##### Fonte #####
9.714/98 (Lei de Penas Alternativas)
Quando se
imaginava aquietada a questão e ultrapassadas as investidas benevolentes com o
crime de tráfico de entorpecentes e drogas afins, surge a Lei n. 9.714/98, a
denominada “Lei de Penas Alternativas”, que ampliou a possibilidade de
aplicação de penas restritivas de direitos em substituição às privativas de
liberdade não superiores a 4 (quatro) anos, atendidos os demais requisitos
estabelecidos.
Sendo o crime
de tráfico punido com 3 (três) anos de reclusão em seu grau mínimo, foi o que
bastou para se instalar nova confusão.
Surgiram
diversos acórdãos no sentido de que “a simples alegação de ser o crime hediondo
não obsta a substituição da pena. Se o legislador não fez qualquer restrição
nesse sentido, não cabe ao intérprete fazê-la. Preenchidos os requisitos legais
objetivos e subjetivos, previstos no art. 44 do Código Penal, com as alterações
da Lei n.º 9.714/98, nenhum impedimento existe para que a pena privativa de
liberdade, no caso de crime de tráfico, seja substituída por restritiva de
direitos” (TJMG, Ap. 148.427-8, 1ª CCrim., j. em 29.6.99, v.u.)14 .
Outra vez
prevaleceu a tese mais rígida e adequada, no sentido de que “a Lei n. 9.714/98,
que permite a substituição das penas privativas de liberdade por restritivas de
direito, visa, de forma explícita, a atingir os denominados crimes de menor
repercussão, portanto, a toda evidência, afigura-se total contra-senso fazê-la
incidir em tráfico de entorpecentes, crime reconhecido como hediondo e cuja pena
deve ser cumprida integralmente no regime fechado” (TJSP, Ap. 258.553-3/1, 1ª
CCrim. Extraordinária, j. em 03.12.98, v.u.)15 .
Adotou-se
majoritariamente o entendimento no sentido de que “a nova redação do art. 44,
notadamente no inciso III, demonstra que este dispositivo não pode ser aplicado
a casos de tráfico ilícito de entorpecentes. Preceitua ele que somente haverá a
possibilidade de concessão da substituição caso a culpabilidade, os
antecedentes, a conduta social e a personalidade do condenado, bem como os
motivos e as circunstâncias indicarem ser essa substituição suficiente.
Ao dispor desta forma, fica patente que o legislador impôs ao Juiz a análise da
suficiência da substituição da pena. É impostergável que seja apta para
satisfazer a necessidade de repressão estatal” (TJSP, Ap. 264.454-3/9, 1ª Câm.,
j. em 18.1.99).
Não resta
dúvida de que, mais uma vez o legislador faltou com o cuidado esperado e acabou
por beneficiar traficantes.
2.4. O Projeto
de Lei n. 1.873, de 1991 (n. 105/96 no Senado Federal), que deu origem a Lei n.
10.409/2002
2.4.1. Sobre a
pena
Após 11 (onze)
anos de “estudos” e propondo mudanças hipoteticamente reclamadas pela
sociedade, em 28 de fevereiro de 2002 entrou em vigor a Lei n. 10.409/200216,
sendo que o Projeto n.º 1.873/91, que a ela deu origem, trazia no art. 14 a
regulamentação do crime de tráfico.
#####
Tarefas:
• 1. Reescreva o trecho da fonte entre "Ao dispor desta" e "j. em 18.1.99).", inclusive, trocando "Juiz" por "magistrado".
• 2. Continue o texto sobre o crime de tráfico e as penas alternativas a partir da última frase.
##### Entradas #####
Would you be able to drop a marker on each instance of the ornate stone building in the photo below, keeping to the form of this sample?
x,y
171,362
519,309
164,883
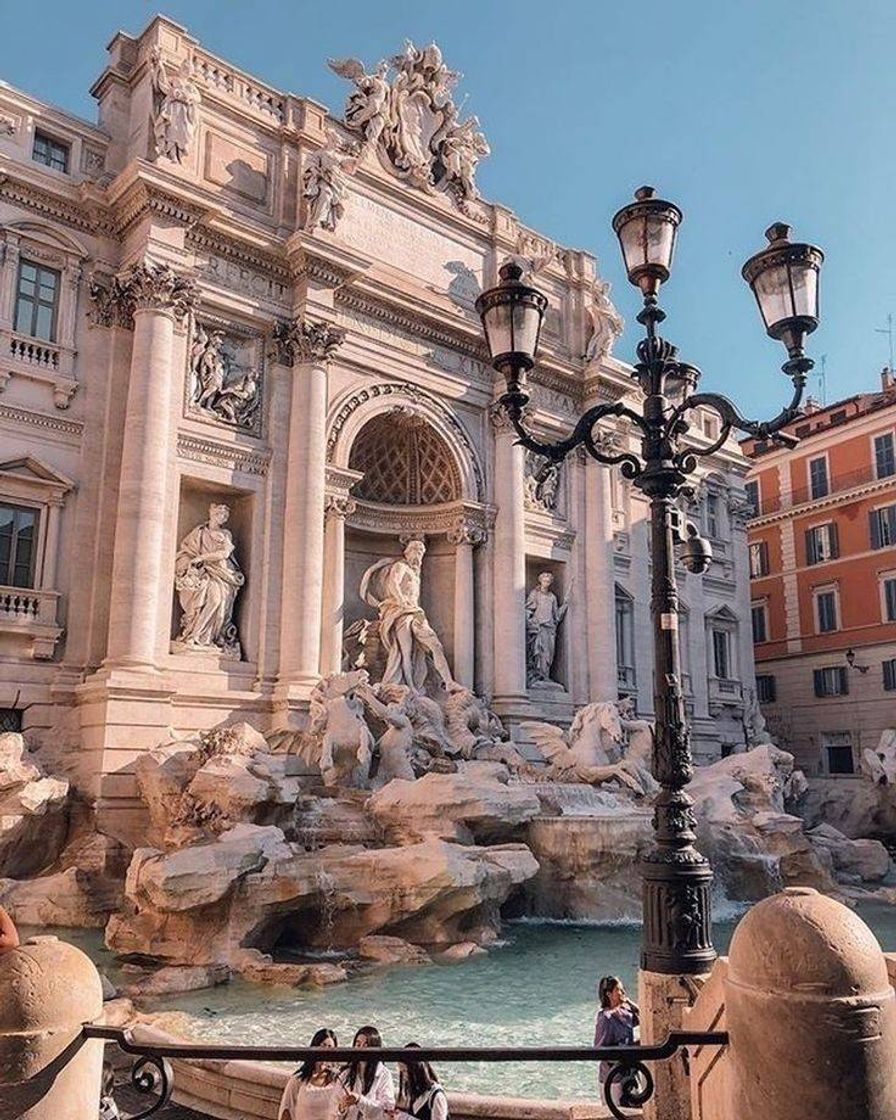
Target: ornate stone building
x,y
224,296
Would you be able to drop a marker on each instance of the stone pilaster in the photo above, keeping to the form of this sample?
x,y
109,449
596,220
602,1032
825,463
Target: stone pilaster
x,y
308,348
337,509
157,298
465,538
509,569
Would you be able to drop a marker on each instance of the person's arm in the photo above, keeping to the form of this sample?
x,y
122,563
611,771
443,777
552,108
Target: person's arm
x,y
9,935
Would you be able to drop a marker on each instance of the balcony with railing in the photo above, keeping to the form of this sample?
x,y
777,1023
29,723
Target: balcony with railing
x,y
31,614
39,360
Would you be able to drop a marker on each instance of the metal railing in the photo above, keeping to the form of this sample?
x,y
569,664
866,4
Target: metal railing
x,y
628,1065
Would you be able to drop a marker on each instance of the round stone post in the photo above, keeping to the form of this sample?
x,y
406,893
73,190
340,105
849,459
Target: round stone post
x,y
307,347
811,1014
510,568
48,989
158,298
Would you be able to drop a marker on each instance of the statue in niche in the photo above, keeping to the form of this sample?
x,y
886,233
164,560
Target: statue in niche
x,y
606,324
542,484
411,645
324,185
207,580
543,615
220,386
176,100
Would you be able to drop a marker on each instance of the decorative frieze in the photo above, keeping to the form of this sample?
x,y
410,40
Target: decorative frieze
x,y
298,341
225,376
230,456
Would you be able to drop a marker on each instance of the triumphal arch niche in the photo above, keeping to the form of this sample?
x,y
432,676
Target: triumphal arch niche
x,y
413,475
#####
Respostas em ordem:
• 1.
Ao dispor desta forma, fica patente que o legislador impôs ao magistrado a análise da
suficiência da substituição da pena. É impostergável que seja apta para
satisfazer a necessidade de repressão estatal” (TJSP, Ap. 264.454-3/9, 1ª Câm.,
j. em 18.1.99).

• 2.
Embora a
proposta apresentasse algumas mudanças de redação, a pena sugerida para o crime
de tráfico em sua forma fundamental continuou a mesma: reclusão, de 3 (três) a
15 (quinze) anos, e multa.
O art. 14 do
citado Projeto acabou vetado pelo Exmo. Presidente da República, como de resto
todo o Capítulo III em que se encontrava, que tratava “dos crimes”.
Não fosse o
veto, no tema em testilha, é evidente que a Lei não representaria um reflexo da
consciência jurídica coletiva.
2.4.2. Abolitio
criminis
É certo que
graves e inaceitáveis problemas decorreriam da sanção integral ao Projeto que
deu origem à Lei n. 10.409/2002, contudo, nada mais grave do que a
inafastável extinção da punibilidade em relação a todos os processos
criminais envolvendo as figuras típicas relacionadas com produtos, substâncias
ou drogas ilícitas que causem dependência física ou psíquica.
Com efeito, nos
precisos termos do art. 3º do Projeto, considerar-se-iam produtos, substâncias
ou drogas ilícitas que causem dependência física ou psíquica, aquelas
especificadas em Lei e tratados internacionais firmados pelo Brasil.
Dizia o
mencionado dispositivo que acabou vetado17: “Para os fins desta Lei,
são considerados ilícitos os produtos, as substâncias ou as drogas que causem
dependência física ou psíquica, especificados em lei e tratados internacionais
firmados pelo Brasil, relacionados periodicamente pelo órgão competente do
Ministério da Saúde, ouvido o Ministério da Justiça”.
Ora, não
havendo Lei especificadora ao tempo da sanção, como realmente não
existia (e ainda não existe)18, seria inevitável o reconhecimento da
extinção da punibilidade por verificar-se o fenômeno denominado abolitio
criminis.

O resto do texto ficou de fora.